* What you should do *
Each entry must be given again exactly; images do not belong in the copy.

* Dataset entries *
────
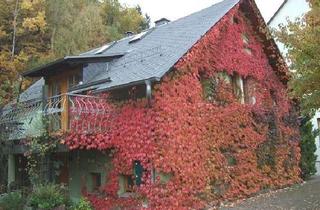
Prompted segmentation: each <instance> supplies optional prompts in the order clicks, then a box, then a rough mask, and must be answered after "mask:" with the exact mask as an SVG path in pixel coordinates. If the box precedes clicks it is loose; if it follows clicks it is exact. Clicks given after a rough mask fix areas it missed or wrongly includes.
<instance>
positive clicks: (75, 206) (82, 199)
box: [72, 198, 92, 210]
mask: <svg viewBox="0 0 320 210" xmlns="http://www.w3.org/2000/svg"><path fill="white" fill-rule="evenodd" d="M72 210H92V207H91V205H90V202H89V201H87V200H86V199H85V198H81V199H80V201H79V203H77V204H76V205H75V206H74V207H73V209H72Z"/></svg>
────
* Reply *
Prompted segmentation: each <instance> supplies optional prompts in the order clicks, then a box, then a rough mask, and must be answered after "mask:" with the exact mask as an SVG path in pixel coordinates. If the box precedes clicks it is loose; if it follows clicks it is exact. Clicks given after a rough mask fix areas it missed or wrongly includes.
<instance>
positive clicks: (75, 206) (82, 199)
box: [72, 198, 92, 210]
mask: <svg viewBox="0 0 320 210" xmlns="http://www.w3.org/2000/svg"><path fill="white" fill-rule="evenodd" d="M72 210H92V207H91V205H90V202H89V201H87V200H86V199H85V198H81V199H80V201H79V203H77V204H76V205H75V206H74V207H73V209H72Z"/></svg>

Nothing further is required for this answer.